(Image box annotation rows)
= = = =
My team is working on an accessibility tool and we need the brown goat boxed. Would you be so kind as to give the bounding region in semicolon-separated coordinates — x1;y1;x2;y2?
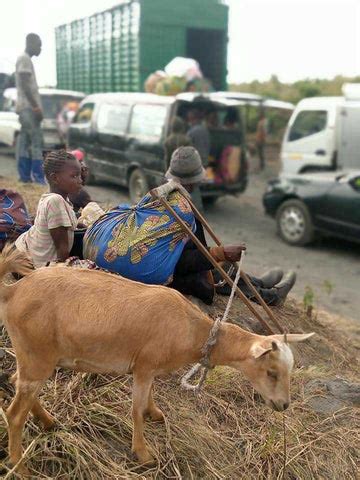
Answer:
0;248;312;471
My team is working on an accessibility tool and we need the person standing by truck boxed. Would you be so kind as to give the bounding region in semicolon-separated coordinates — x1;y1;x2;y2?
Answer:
187;108;211;211
15;33;45;184
164;117;191;168
256;111;267;170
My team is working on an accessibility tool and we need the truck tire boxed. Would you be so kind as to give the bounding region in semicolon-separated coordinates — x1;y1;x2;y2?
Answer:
128;168;149;205
276;198;314;246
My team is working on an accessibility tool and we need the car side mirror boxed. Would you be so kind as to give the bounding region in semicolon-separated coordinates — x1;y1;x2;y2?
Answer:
349;177;360;193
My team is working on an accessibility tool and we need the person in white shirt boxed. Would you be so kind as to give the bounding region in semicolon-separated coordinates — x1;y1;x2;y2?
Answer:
15;33;45;184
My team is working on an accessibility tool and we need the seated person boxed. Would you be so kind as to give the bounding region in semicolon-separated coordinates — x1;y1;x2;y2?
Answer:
162;148;296;305
15;150;82;268
84;147;295;304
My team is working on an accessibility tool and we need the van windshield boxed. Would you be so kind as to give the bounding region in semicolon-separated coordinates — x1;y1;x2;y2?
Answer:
41;95;82;119
289;110;327;142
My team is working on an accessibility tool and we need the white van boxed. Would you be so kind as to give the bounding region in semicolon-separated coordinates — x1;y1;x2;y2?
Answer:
281;84;360;174
0;88;85;150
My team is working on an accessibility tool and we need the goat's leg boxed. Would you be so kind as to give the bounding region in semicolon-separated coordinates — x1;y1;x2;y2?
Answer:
132;373;154;464
9;370;18;385
146;387;165;422
6;380;42;474
31;399;55;430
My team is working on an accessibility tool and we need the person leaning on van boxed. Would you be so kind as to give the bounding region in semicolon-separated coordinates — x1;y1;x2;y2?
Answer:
164;117;192;168
15;33;45;184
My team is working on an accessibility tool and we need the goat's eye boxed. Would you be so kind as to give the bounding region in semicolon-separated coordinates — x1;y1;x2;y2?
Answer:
267;370;278;380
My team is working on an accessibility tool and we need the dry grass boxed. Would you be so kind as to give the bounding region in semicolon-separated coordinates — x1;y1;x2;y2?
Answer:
0;298;360;480
0;179;360;480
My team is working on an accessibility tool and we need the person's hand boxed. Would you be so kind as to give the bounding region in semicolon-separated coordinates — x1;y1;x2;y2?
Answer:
224;243;246;263
32;107;44;122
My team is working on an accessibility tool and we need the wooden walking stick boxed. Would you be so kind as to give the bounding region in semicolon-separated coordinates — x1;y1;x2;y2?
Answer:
150;191;274;335
186;197;284;333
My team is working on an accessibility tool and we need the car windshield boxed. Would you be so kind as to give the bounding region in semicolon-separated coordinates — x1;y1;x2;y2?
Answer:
41;95;82;119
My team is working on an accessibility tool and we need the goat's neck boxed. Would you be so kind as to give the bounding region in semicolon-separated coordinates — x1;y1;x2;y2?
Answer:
210;324;261;366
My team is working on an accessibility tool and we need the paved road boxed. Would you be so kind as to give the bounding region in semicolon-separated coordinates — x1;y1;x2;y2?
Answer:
0;150;360;320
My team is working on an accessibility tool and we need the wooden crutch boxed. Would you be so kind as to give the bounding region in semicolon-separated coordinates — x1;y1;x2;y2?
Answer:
150;191;274;335
180;192;284;333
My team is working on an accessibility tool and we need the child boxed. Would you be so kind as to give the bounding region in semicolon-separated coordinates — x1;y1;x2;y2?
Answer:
15;150;82;268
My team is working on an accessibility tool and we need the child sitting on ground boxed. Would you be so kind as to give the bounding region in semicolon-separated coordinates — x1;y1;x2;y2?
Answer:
15;150;82;268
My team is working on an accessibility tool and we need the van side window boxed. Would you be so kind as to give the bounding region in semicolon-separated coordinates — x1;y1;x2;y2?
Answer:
130;105;167;140
3;98;16;112
289;110;327;142
73;103;95;123
97;103;130;135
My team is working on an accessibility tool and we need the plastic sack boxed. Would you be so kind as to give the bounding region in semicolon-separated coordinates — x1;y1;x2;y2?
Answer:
144;70;166;93
84;191;195;285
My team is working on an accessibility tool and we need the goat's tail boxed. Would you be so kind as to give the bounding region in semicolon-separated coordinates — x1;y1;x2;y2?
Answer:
0;244;34;289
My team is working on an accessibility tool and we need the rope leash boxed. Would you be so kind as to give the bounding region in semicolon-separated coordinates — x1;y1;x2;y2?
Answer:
181;252;245;394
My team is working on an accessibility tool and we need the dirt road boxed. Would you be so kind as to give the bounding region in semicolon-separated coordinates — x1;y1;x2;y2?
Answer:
0;154;360;321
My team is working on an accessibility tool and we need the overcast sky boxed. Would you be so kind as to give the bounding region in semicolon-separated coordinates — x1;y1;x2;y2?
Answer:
0;0;360;85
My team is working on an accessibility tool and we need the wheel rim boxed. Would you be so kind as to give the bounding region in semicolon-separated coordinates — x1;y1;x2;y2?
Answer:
280;207;306;242
131;176;146;202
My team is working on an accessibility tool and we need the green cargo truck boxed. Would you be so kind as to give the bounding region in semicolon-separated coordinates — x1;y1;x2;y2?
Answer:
56;0;228;93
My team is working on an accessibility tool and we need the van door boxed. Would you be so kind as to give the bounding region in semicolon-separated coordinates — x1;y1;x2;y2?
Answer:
94;103;131;185
338;106;360;169
281;108;335;174
68;102;95;154
127;104;169;187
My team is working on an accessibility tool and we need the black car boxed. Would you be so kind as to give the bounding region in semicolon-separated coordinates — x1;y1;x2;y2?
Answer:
68;93;247;203
263;170;360;245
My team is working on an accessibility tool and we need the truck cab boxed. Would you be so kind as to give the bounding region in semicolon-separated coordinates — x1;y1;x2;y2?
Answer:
281;83;360;174
281;97;342;174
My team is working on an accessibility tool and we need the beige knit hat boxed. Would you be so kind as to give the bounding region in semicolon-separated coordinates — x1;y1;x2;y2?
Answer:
165;147;206;185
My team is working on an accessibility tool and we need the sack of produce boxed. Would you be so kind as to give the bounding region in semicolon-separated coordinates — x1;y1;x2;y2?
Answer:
84;191;195;285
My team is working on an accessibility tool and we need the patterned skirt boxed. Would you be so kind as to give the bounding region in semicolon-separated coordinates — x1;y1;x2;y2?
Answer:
84;191;196;285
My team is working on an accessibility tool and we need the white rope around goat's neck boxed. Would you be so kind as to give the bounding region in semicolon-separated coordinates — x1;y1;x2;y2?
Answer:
181;252;245;394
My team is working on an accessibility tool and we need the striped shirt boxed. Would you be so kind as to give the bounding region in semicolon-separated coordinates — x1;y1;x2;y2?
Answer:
15;193;77;268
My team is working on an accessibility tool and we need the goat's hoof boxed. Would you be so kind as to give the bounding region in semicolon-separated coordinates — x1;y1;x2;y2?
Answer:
8;462;31;477
41;417;57;432
134;448;156;467
150;408;165;422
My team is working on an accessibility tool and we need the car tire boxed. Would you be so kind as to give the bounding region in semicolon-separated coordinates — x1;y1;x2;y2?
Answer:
128;168;149;205
276;199;314;246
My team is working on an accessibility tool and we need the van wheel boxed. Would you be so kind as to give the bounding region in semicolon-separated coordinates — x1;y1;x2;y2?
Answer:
276;199;314;245
128;168;149;205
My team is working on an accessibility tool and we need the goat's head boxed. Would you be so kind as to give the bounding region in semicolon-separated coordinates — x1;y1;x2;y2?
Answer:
242;333;314;412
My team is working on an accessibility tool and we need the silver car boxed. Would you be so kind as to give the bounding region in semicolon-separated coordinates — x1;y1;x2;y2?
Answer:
0;88;85;150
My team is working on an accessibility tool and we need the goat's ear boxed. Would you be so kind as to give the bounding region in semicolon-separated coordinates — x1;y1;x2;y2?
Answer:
271;332;315;343
251;342;277;358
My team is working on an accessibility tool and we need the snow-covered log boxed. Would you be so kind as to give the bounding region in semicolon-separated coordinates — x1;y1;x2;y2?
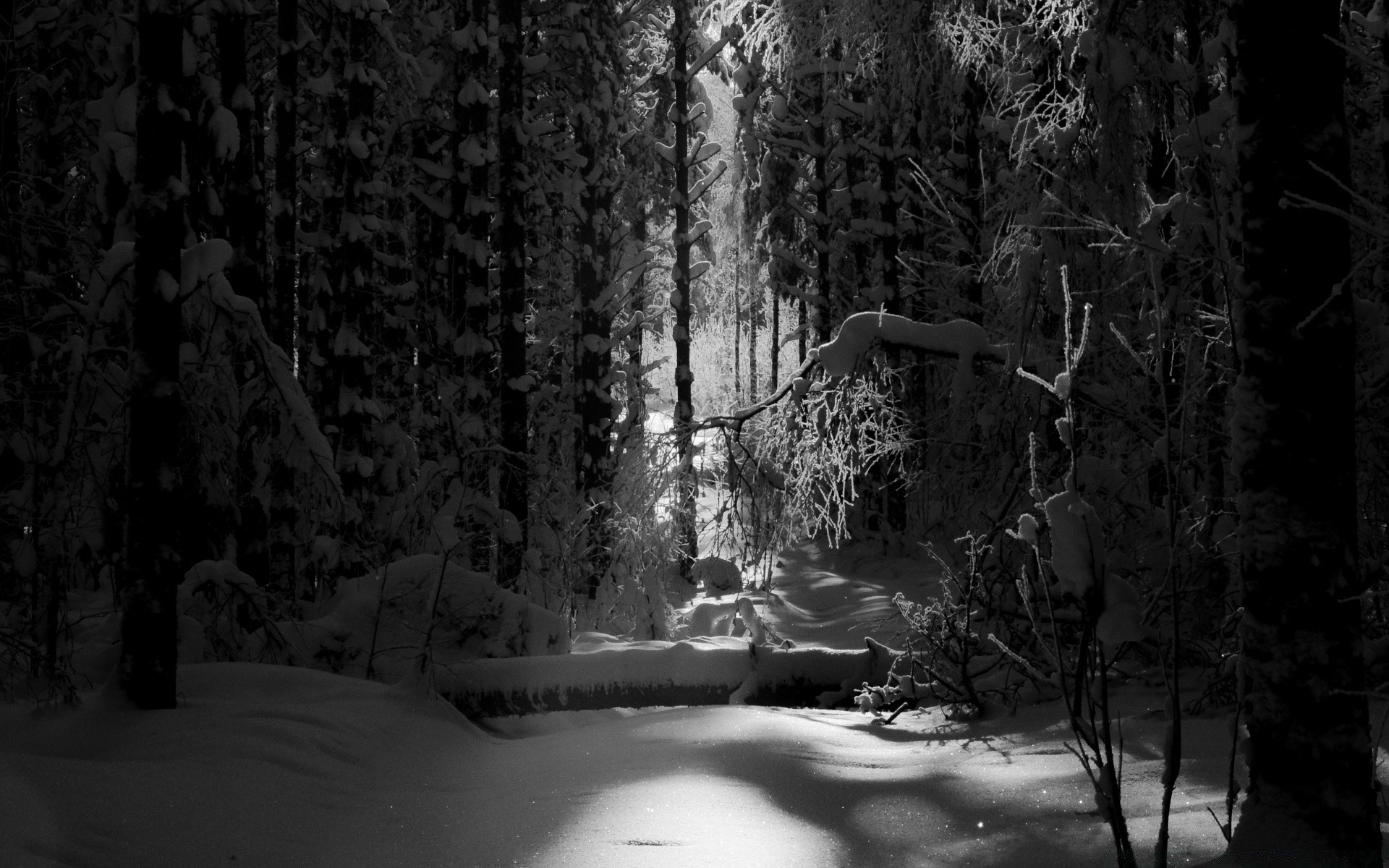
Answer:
438;636;897;717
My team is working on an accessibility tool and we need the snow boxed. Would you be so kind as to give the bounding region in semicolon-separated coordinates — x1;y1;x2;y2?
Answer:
0;543;1300;868
0;664;1228;868
820;311;1008;376
1045;490;1104;597
752;540;940;650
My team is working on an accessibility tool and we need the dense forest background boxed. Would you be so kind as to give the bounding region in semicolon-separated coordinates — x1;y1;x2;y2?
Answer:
8;0;1389;861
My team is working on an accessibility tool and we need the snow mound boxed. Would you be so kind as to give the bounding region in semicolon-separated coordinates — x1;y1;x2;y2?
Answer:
690;557;743;596
243;554;569;682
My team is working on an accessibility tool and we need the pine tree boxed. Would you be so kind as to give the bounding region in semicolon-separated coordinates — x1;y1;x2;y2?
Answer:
119;0;184;708
663;0;728;586
1228;0;1380;867
496;3;535;587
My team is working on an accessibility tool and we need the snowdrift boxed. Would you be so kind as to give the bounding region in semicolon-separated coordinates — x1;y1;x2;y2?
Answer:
212;554;569;682
436;634;897;717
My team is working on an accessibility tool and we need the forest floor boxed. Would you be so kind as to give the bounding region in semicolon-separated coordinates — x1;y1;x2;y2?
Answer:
0;547;1322;868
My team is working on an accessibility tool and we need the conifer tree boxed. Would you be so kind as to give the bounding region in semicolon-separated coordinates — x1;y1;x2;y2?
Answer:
119;0;184;708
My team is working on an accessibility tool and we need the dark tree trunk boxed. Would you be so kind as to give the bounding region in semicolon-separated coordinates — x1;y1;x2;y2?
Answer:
574;115;613;600
266;0;299;353
1226;0;1380;867
800;72;843;346
264;0;299;599
217;3;271;582
956;75;983;322
119;0;183;708
874;88;901;315
626;203;646;443
496;3;530;587
671;0;699;584
453;0;496;572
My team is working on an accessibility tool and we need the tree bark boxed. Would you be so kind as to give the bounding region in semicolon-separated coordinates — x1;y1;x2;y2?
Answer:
496;3;530;587
1225;0;1380;867
453;0;496;572
118;0;183;708
671;0;699;584
266;0;299;356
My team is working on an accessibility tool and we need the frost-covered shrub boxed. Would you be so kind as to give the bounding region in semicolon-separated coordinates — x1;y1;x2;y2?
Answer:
690;556;743;596
874;536;1051;714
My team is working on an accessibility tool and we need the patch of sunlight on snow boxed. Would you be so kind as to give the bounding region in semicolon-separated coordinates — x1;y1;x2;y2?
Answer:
850;794;959;846
527;773;844;868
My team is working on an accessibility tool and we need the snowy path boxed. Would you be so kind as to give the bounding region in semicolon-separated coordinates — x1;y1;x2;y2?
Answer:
752;542;940;649
0;664;1225;868
0;546;1229;868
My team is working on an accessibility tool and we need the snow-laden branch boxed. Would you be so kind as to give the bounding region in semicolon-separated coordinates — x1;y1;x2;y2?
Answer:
705;311;1018;430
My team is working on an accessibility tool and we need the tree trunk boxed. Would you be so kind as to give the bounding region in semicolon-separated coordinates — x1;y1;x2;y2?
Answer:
453;0;496;572
119;0;183;708
217;3;271;583
1226;0;1380;867
574;106;613;600
273;0;299;356
496;1;530;587
671;0;699;584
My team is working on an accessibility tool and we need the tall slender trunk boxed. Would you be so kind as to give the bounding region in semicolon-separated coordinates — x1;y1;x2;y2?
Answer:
217;1;272;582
671;0;699;584
574;101;616;600
626;203;646;443
1228;0;1380;867
956;75;983;322
453;0;496;572
119;0;183;708
266;0;299;354
496;1;530;587
800;72;843;343
266;0;300;600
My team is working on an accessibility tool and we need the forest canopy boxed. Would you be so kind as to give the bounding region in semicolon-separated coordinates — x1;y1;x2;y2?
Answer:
0;0;1389;851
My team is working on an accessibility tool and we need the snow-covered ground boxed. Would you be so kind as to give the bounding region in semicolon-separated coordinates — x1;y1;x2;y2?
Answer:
0;538;1272;868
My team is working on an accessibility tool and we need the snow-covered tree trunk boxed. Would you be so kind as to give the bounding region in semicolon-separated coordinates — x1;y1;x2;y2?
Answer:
266;0;299;353
1228;0;1380;867
954;74;983;322
0;0;20;278
574;3;621;600
453;0;496;572
496;1;533;589
119;0;184;708
671;0;699;584
213;0;269;582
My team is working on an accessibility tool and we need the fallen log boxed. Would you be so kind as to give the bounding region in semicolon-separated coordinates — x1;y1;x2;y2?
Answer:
436;637;900;717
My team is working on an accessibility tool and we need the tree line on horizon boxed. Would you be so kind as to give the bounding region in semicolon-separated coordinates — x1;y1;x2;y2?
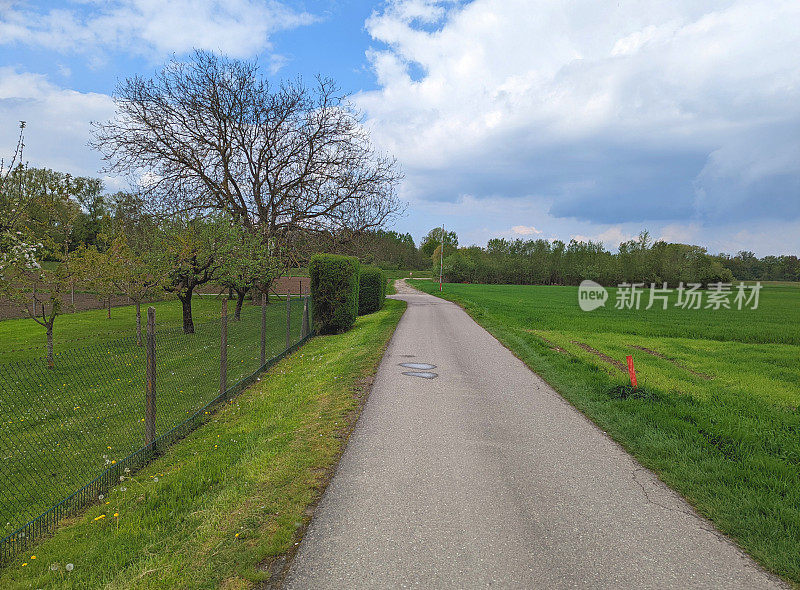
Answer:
420;228;800;287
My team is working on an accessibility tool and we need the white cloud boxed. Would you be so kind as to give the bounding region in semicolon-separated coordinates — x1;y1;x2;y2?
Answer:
357;0;800;239
0;0;314;59
0;67;120;184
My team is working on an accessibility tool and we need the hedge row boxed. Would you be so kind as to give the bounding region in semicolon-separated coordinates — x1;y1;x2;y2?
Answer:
358;266;386;315
308;254;360;334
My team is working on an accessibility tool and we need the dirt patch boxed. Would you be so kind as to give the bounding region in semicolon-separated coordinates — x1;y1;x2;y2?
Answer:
631;344;714;381
570;340;628;373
= = = =
Please rewrite the rows between the line holding "the goat's hoof" and the line holding "242;333;314;412", inclusive, changing "car tire" to "truck tire" and leaving everything else as it is.

My team is working on an accessibility tool and we need the goat's hoof boxed. Would you be so kind as to give the bounding region in semicolon-separated coordinates — x1;y1;x2;y2?
Answer:
8;462;31;477
41;417;57;432
134;448;156;467
150;408;165;422
My team is working on an accessibility tool and we need the truck tire boxed. Would you be so kind as to give the bounding region in semicolon-separated coordinates — x1;y1;x2;y2?
Answer:
128;168;149;205
276;199;314;246
My team is working on an accessibility tool and we need the van wheel boxed. Would you be so kind as to give the bounding region in semicolon-separated coordinates — x1;y1;x2;y2?
Answer:
276;199;314;245
128;168;149;205
My team is working on an accessibility tool and we need the goat's head boxed. Would you be so kind as to give the bounding region in semicolon-separated coordinates — x1;y1;x2;y2?
Answer:
242;333;314;412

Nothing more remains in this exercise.